Problem to work on: Find every line in the records below that contains the string "coyette". Copy each such line in full.
* BEGIN *
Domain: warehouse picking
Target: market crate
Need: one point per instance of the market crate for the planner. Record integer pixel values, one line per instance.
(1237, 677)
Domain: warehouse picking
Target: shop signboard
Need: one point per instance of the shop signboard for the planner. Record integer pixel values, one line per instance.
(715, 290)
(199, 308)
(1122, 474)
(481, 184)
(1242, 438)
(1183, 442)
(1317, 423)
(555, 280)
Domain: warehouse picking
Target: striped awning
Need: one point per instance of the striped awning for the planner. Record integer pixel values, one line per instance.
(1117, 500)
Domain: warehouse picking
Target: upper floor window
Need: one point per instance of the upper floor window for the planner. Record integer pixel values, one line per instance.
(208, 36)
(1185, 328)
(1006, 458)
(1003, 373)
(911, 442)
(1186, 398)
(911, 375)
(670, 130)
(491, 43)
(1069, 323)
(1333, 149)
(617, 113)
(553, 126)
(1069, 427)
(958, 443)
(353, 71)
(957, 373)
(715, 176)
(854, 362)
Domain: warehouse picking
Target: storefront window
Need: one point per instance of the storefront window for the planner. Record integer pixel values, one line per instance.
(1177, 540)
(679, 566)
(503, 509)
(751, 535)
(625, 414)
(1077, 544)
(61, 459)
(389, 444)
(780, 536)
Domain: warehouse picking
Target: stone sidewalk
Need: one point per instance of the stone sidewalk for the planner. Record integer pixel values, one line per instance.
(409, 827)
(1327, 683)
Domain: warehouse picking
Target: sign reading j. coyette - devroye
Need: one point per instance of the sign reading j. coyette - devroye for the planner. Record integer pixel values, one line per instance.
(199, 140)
* END *
Output of the task:
Target: sign reading j. coyette - devroye
Need: one point per instance of the sign reading j. coyette - devroye for the planner. Record integer pixel values, one line per instance.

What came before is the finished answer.